• _Directions_: Rewrite every one of the entries below, substituting "pixel positions" for each occurrence of "pixel coordinates" and leaving all other text unchanged. Omit the pictures from your answer.

((

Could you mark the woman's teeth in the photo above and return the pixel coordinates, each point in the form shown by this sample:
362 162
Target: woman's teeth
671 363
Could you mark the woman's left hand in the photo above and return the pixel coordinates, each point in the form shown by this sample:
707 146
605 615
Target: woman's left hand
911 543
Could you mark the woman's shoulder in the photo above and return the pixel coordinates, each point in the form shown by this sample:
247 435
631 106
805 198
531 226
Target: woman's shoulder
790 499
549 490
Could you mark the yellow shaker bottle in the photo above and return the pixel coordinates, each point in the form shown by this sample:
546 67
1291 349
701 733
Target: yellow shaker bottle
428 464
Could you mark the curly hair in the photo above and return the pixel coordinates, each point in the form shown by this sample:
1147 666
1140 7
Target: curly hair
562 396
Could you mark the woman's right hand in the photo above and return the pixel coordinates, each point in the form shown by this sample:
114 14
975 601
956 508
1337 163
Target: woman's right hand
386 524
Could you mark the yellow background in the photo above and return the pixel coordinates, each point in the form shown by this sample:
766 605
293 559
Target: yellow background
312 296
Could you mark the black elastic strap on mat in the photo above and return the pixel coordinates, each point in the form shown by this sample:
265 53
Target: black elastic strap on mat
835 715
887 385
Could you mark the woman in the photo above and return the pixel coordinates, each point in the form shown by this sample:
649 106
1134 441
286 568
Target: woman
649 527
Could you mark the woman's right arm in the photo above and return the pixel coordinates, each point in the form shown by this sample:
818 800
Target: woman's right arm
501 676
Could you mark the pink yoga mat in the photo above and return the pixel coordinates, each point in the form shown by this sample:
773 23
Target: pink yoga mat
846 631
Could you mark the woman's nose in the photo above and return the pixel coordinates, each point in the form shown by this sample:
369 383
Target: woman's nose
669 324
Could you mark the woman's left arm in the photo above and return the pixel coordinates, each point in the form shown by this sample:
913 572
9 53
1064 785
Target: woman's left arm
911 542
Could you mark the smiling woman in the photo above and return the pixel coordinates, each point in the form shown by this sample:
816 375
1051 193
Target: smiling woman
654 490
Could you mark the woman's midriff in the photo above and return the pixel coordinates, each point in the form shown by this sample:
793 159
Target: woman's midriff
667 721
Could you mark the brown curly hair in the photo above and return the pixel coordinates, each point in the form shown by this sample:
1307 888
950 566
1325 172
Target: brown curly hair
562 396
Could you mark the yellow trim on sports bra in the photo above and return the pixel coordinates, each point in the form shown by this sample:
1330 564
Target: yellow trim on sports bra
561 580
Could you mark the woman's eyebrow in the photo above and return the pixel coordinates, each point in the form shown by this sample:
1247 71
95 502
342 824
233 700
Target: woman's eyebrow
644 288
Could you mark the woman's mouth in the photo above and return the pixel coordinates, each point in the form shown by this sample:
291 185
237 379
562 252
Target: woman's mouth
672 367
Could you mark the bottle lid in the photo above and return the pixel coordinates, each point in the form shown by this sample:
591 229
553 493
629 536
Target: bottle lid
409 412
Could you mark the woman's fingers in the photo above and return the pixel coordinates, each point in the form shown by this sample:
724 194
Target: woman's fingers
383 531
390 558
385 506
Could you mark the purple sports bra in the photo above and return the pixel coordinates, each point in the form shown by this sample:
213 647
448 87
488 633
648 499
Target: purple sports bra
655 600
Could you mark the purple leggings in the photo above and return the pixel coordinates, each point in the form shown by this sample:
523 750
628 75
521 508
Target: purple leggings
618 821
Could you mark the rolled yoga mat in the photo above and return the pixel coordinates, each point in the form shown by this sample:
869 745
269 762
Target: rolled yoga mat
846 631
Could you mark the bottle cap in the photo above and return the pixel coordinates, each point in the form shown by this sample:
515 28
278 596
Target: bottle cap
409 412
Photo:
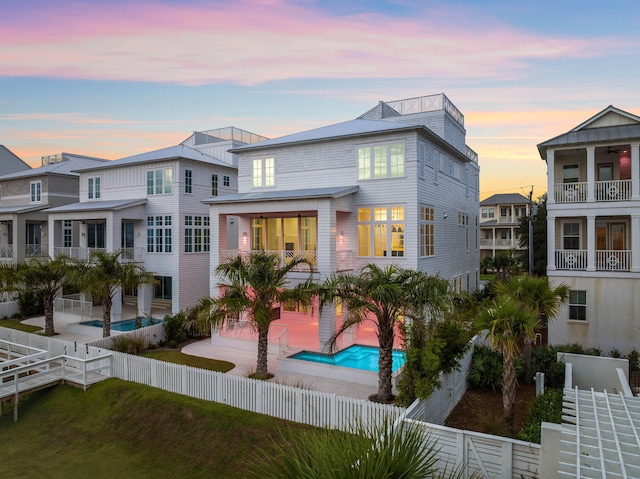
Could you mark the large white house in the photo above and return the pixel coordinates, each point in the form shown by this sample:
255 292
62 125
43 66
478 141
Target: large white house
151 206
396 185
593 229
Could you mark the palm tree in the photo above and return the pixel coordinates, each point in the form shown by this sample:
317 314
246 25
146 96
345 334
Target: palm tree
255 286
535 293
384 296
44 276
104 274
507 323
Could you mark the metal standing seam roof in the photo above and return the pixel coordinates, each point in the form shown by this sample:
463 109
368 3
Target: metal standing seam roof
97 206
169 153
310 193
600 435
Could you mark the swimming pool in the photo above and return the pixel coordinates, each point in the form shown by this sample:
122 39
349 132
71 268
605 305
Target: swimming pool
125 325
355 357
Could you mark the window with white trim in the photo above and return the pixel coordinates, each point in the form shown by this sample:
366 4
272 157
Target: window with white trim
93 188
188 181
159 234
264 171
381 231
159 181
427 228
381 161
577 305
35 189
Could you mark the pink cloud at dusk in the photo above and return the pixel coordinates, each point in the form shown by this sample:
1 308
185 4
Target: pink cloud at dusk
254 42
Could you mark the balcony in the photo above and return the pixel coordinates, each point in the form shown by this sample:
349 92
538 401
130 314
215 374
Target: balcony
606 260
612 190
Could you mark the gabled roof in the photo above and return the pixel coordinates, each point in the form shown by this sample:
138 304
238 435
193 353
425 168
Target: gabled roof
505 199
169 153
309 193
67 167
608 126
113 205
358 127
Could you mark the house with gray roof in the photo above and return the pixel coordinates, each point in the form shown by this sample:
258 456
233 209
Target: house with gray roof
593 229
25 196
397 185
150 206
499 221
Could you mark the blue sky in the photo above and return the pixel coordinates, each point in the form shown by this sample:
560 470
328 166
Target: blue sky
112 79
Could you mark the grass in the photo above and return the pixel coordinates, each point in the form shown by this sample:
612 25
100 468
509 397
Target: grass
177 357
121 429
16 324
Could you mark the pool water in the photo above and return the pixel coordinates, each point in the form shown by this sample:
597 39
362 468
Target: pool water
355 357
126 325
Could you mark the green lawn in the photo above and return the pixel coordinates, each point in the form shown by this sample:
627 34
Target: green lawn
177 357
16 324
122 429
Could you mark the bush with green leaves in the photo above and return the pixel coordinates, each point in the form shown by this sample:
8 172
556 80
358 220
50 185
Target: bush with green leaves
29 304
544 408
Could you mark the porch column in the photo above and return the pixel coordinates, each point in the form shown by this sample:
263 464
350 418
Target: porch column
326 325
635 171
116 306
591 243
591 173
145 296
635 243
551 197
326 255
551 243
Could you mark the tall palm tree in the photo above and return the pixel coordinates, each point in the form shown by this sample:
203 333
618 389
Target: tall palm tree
255 286
535 293
104 274
44 276
507 323
384 296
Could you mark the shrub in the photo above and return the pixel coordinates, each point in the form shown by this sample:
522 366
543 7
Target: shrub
29 304
544 408
127 344
486 367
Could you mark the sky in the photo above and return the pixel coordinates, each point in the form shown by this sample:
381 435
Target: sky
117 78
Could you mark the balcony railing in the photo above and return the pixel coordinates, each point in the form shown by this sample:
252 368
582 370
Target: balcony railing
571 192
129 254
613 260
571 259
614 190
6 251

))

• _Worked solution_:
Could you mark the woman's teeth in the photo above and return the pixel positions, each point in the form shown by this sample:
362 162
Target: woman's teeth
671 363
Could you mark the woman's left hand in the photo above and return the pixel positions, each point in the form shown by this sample:
707 146
605 615
Target: woman's left hand
911 543
Could you mark the woman's shoulder in the photo above and return the pixel positions, each point in the form shown by this sample:
247 435
631 106
805 198
531 226
Target: woman's shoulder
790 499
549 490
Could you mark the yellow shaker bottle in the photo above and return the pixel positions, each point in the form shown by this sample:
546 67
1291 349
701 733
Target: yellow shaker bottle
428 464
Could you mark the curly hair in the photo above and return the pixel positions, each point in the form shown by this sample:
1147 666
1140 7
Target: curly hair
562 396
Could you mark the woman's right hand in the photo above and return the pixel positions, each point in the form shown by this sample:
114 14
975 601
956 508
1337 163
Target: woman's right hand
386 524
Could you mark the yellow background in the photo above and return the pixel positions, each point in the form shown by this sample:
766 605
293 559
Target: yellow background
312 296
Could you mark the black elastic strap on mat in the photo above and return the pixel positions, each point in the form shown by this sample:
265 53
Target: black elastic strap on mat
835 715
887 385
Could you mark the woman in the photo above and return the pixel positions, each point in the form shown by this sample:
649 106
1134 441
286 568
Target: woman
649 527
Could you mark the woman's right arm in the photo above and return the pixel positions, each point in the form shown by this sample:
818 800
Target: woman's right arm
501 676
Could you mark the pink yoga mat in the photo above and return the pixel positions, each point in the form shown by this sample:
773 23
Target: pink yoga mat
846 631
Could you mark the woman's nose in the photo above and return the pixel positions, each point in the form shown by this sample:
369 383
Target: woman's nose
669 324
Could you mark the woman's left arm in the photo above and return the pixel positions, each point in the form shown by this sample:
913 572
9 53
1064 785
Target: woman's left arm
911 542
Could you mark the smiling woman in the photo above and return the pixel positions, each point in the form shown by this sample:
816 375
1051 193
Target: smiling woman
654 490
Could you mark the woman's midriff in the photo above and return the pixel positions, each point in the form shown by this sample:
793 159
Target: woman's midriff
667 721
Could you mark the brown curly hair in the photo above and return the pixel positions, each point in the form shown by this sample:
1307 888
950 566
1325 172
Target: brown curly hair
562 396
Could you mark the yellow trim on sports bra in the photo above and return the pixel positions, each point in the form shown by this sample:
1330 564
Target: yellow trim on sports bra
561 580
Could you mark the woman's eyebrow in the photo above and return the pixel positions, each point in the form shown by this sample:
1247 71
95 502
342 824
233 700
Target: woman's eyebrow
644 288
Could you mark the woman's mouth in the photo above and return the pixel positions, each point in the form shown by this sample:
291 185
237 379
562 252
Target: woman's mouth
672 367
Could you mark the bottle lid in the photo above and return the pixel positions, each point in the form shown by this sample:
591 229
553 493
629 536
Target: bottle lid
409 412
Could you mark the woman's fingers in the photo above and return the pixel positions, each point in the form shown by this sample:
724 194
Target: woman's fingers
383 531
390 558
385 506
Could you mark the purple sports bra in the photo above and return the pixel positions, each point in the form shown by this sample:
213 647
448 87
488 633
648 499
Target: purple sports bra
655 600
Could you mark the purple leggings in the photo above and return the pixel positions, each point in the form shown by this sample:
523 750
628 75
521 508
Target: purple leggings
618 821
Could you mark the rolled yoga mat in the photo above and return the pixel positions, each point in the form shown by this sample:
869 745
269 762
Target: rolled yoga mat
846 631
Could you mark the bottle cap in the photo above and return the pixel positions, each point in the form shown by this sample:
515 28
278 596
Target: bottle cap
409 412
Photo:
Could you mark the large white house in the photo above and return the pixel positions, each point in the form shown by this sample:
255 292
62 125
43 66
478 141
Target: large white house
151 206
396 185
593 229
Could you mark the palm tree in the photo above and return the pixel positions, each point in the form shown by this sample:
317 314
246 25
146 96
345 334
Target: palm tree
255 286
535 293
384 296
44 276
104 274
507 323
Could you mark the metal standing seam roof in the photo above and return the pixel positions, each point in the form shown by this sample:
463 109
368 3
Target: metal standing seam roof
97 206
169 153
310 193
600 435
Could you mark the swimming pool in the photo above and return the pixel positions, each point in the form shown by this sample:
122 39
349 132
71 268
605 305
Target: swimming pool
125 325
355 357
Could you mark the window with white trim in the photo above and return the pixel positions, each point in the form shown by this sample:
366 4
272 157
Target: window with white trim
93 188
188 181
159 234
264 171
381 231
159 181
427 228
381 161
577 305
35 189
Could you mark the pink cloud at dusk in the photo above and return the pixel positions, each point in the form shown by this sample:
1 308
185 4
Target: pink cloud at dusk
254 42
Could you mark the balcony in the photo above and return the pixel positions, each point in the form shown by this sample:
349 92
538 401
130 314
215 374
Target: balcony
606 260
612 190
Could you mark the gabled roof in the photo above and return the pixel positions, each point in the form shown by this sample:
138 304
238 435
193 353
425 168
Target: gabled roof
505 199
169 153
309 193
67 167
608 126
113 205
358 127
Could you mark the house with gray roof in the photo above and return the pixel positions, each point in the form shown by this sample:
258 456
233 209
Target: house with gray roof
593 229
25 196
397 185
150 206
499 221
Could you mark the blue sky in the photo above and return the pixel positions, each point in the form shown by this sample:
560 470
328 166
Target: blue sky
112 79
Could you mark the grass in the photo above and return the pixel positions, each point in the form shown by this sample:
612 25
100 468
509 397
Target: grass
177 357
121 429
16 324
Could you mark the pool water in the photo above and return the pixel positions, each point in the form shown by this sample:
597 39
362 468
Target: pool water
355 357
126 325
Could you mark the green lawn in the photo above and return the pixel positions, each point in the form shown by this sample:
627 34
Target: green lawn
177 357
16 324
122 429
Could you mark the bush with green leaves in the photo above and return the pixel positions, each point in the form shown by this sample:
8 172
556 80
358 220
50 185
Target: bush with green leaves
29 304
544 408
Could you mark the porch column in the photo above and return the pixel positions, each point in the form shown by this sample:
263 464
350 418
Target: porch column
326 325
635 171
116 306
591 243
591 173
145 296
635 243
551 197
326 255
551 243
Could you mark the tall palm tree in the photo above and return the pixel positions, each point in the form shown by this sample:
203 333
618 389
Target: tall palm tree
255 286
535 293
104 274
44 276
507 323
384 296
Could you mark the shrub in the photo above and return the pixel positions, each point in the form shown by this sample:
522 366
543 7
Target: shrub
29 304
544 408
127 344
486 367
Could you mark the sky in the photo above and return the pixel positions, each point in the form shown by this sample:
381 435
Target: sky
117 78
Could you mark the balcony railing in the photo above and return the pixel positions, each point in the form shown by this sample:
252 368
582 370
Target: balcony railing
571 192
129 254
613 260
571 259
614 190
6 251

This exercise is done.